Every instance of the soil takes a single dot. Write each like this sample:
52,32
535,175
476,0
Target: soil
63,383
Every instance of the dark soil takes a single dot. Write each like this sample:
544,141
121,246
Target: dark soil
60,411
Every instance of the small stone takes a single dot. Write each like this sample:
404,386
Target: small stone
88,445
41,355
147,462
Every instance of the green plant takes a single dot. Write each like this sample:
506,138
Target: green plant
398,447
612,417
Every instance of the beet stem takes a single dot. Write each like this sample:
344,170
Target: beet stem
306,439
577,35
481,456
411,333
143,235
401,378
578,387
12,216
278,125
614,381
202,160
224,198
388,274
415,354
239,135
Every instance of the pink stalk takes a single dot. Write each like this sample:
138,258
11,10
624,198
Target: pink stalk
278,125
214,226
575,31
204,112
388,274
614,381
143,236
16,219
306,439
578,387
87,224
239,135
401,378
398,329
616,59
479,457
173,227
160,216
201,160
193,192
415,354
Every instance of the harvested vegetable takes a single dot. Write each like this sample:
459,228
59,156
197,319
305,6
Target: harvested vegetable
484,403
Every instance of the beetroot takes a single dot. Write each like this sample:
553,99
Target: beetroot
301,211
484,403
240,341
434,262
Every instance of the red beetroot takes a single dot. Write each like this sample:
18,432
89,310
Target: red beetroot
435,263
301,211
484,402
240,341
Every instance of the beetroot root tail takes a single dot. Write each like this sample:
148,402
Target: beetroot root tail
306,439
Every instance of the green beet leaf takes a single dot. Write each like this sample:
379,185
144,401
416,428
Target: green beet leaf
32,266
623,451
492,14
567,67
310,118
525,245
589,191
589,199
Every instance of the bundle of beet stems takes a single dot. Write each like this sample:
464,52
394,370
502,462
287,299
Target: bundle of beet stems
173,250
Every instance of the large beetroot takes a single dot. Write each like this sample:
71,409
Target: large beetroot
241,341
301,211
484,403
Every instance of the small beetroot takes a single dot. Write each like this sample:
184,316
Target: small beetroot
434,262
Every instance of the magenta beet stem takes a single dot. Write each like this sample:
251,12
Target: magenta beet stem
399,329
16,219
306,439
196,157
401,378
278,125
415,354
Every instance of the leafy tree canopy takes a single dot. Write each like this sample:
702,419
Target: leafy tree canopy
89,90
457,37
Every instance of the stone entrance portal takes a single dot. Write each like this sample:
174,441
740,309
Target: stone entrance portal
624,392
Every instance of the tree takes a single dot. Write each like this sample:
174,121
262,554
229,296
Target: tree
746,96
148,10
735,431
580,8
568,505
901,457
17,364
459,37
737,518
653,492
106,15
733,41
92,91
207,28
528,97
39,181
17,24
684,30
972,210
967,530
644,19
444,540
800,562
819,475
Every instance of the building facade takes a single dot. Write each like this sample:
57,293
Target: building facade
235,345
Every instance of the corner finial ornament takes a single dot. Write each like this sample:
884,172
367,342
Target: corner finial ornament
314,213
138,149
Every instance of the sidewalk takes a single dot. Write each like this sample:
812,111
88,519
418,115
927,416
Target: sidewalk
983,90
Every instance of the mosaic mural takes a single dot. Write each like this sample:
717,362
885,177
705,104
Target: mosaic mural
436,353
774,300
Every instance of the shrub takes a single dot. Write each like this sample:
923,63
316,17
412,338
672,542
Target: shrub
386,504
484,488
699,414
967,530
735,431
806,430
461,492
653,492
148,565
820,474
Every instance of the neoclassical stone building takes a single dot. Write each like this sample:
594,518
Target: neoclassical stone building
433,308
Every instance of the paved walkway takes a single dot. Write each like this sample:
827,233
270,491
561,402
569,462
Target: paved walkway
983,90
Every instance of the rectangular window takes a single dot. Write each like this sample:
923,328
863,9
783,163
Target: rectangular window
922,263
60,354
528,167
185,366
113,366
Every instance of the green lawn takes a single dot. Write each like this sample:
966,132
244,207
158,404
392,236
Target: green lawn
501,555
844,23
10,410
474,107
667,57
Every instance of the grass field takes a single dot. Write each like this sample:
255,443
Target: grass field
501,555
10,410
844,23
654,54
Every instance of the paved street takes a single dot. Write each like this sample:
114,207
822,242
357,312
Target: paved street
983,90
================
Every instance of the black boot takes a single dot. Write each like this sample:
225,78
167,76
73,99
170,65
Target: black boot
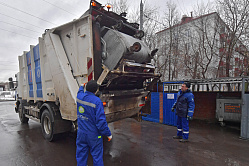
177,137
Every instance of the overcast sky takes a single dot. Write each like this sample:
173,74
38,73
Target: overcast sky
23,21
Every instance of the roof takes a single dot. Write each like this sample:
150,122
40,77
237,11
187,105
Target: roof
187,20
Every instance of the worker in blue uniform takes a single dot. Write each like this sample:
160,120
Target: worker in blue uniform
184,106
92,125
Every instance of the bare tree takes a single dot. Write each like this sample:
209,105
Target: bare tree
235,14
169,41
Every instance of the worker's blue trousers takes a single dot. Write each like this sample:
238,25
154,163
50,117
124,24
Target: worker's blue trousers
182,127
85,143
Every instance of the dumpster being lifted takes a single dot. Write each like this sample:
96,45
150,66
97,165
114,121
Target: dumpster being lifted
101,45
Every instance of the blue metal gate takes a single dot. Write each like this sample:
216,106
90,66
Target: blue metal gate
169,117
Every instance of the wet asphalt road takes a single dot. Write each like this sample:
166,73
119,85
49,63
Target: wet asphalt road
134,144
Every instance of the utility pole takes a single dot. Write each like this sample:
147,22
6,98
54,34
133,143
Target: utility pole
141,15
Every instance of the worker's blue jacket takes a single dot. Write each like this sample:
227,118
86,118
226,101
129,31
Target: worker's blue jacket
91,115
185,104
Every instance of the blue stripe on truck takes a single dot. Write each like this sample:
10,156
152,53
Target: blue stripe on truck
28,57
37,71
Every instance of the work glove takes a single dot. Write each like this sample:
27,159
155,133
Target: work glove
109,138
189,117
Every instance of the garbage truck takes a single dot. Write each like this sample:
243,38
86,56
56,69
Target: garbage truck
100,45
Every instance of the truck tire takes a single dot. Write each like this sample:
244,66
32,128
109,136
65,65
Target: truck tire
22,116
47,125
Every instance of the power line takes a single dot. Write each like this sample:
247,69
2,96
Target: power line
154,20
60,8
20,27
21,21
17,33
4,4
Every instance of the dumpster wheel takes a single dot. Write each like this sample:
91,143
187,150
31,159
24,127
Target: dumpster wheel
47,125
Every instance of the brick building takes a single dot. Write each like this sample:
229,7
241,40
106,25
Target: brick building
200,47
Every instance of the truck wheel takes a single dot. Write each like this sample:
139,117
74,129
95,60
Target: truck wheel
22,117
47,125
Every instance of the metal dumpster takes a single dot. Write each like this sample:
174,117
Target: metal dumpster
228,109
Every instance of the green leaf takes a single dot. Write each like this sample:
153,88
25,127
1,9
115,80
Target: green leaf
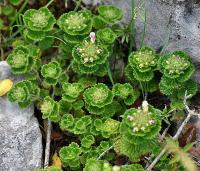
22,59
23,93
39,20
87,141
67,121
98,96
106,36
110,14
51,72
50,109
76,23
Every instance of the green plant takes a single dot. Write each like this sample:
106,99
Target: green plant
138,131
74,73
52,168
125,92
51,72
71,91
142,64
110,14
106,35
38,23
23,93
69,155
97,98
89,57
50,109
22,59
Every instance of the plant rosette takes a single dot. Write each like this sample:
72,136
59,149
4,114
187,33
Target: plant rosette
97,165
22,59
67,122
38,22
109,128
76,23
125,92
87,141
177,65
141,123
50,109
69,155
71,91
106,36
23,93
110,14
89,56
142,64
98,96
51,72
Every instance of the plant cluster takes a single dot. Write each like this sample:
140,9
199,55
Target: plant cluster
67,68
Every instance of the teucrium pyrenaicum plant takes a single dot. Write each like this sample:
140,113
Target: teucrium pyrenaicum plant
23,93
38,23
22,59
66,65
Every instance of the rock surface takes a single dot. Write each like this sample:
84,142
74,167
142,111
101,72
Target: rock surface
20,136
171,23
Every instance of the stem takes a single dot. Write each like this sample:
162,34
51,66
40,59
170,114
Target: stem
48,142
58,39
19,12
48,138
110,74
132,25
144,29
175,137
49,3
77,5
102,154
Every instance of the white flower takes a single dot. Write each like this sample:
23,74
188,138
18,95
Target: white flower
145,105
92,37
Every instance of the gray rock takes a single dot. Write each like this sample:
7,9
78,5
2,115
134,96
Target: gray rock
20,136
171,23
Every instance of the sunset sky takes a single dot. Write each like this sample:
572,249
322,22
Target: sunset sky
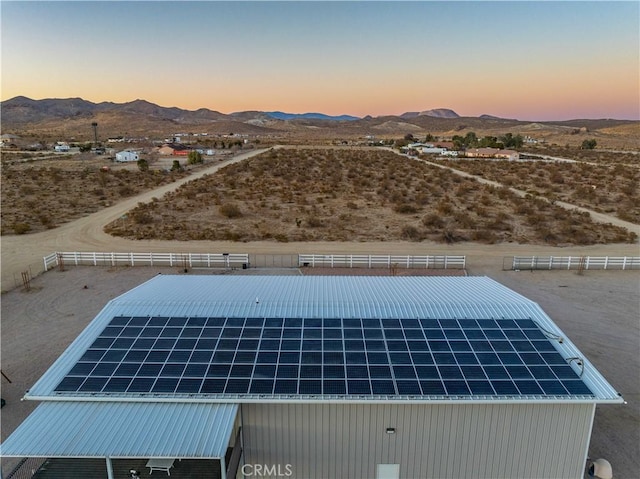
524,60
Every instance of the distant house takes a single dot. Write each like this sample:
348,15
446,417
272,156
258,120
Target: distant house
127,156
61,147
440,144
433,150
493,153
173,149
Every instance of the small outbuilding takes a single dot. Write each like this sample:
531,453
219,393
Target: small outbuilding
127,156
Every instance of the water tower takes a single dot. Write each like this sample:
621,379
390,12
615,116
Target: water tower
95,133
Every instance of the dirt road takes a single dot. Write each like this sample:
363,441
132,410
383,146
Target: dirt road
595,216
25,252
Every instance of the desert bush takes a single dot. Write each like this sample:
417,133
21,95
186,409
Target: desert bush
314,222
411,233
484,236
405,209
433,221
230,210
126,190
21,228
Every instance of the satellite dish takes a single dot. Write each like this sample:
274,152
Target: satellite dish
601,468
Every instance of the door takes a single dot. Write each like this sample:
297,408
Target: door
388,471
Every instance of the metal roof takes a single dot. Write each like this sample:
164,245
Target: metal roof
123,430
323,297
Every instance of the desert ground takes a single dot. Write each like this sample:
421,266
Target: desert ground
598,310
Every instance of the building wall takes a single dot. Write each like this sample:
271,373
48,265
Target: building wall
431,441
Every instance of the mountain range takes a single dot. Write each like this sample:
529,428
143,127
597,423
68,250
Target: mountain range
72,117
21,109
================
PROBLEM TO SOLVE:
Identify each line above that contains the string "window" and copy those lines. Case counts.

ANSWER TO THE TASK:
Every instance of the rectangular window takes a single dot. Write each like this sample:
Target: rectangular window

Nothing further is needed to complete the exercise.